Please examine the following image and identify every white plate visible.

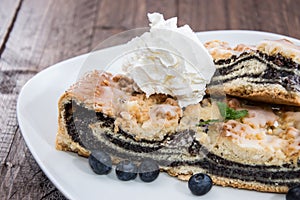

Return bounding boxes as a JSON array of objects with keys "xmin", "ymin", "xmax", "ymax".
[{"xmin": 17, "ymin": 31, "xmax": 300, "ymax": 200}]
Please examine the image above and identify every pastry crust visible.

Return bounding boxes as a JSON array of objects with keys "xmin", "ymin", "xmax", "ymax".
[
  {"xmin": 56, "ymin": 41, "xmax": 300, "ymax": 193},
  {"xmin": 205, "ymin": 39, "xmax": 300, "ymax": 106}
]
----------------
▶ _What is expected_
Format each non-blank line of the material above as a Markdown table with the columns Row and Line, numbering the rows in order and leaving out the picture.

▶ _The solution_
| Row | Line |
|---|---|
| 1 | Please examine the following image and identify every white plate visible. |
| 2 | Return bounding boxes as a JSON array of objects with keys "xmin", "ymin", "xmax", "ymax". |
| 3 | [{"xmin": 17, "ymin": 31, "xmax": 300, "ymax": 200}] |
| 4 | Please examine the image above and identify every pastry crust visible. |
| 5 | Return bounding boxes as a JSON array of objects with keys "xmin", "ymin", "xmax", "ymax". |
| 6 | [ |
| 7 |   {"xmin": 56, "ymin": 41, "xmax": 300, "ymax": 193}, |
| 8 |   {"xmin": 205, "ymin": 39, "xmax": 300, "ymax": 106} |
| 9 | ] |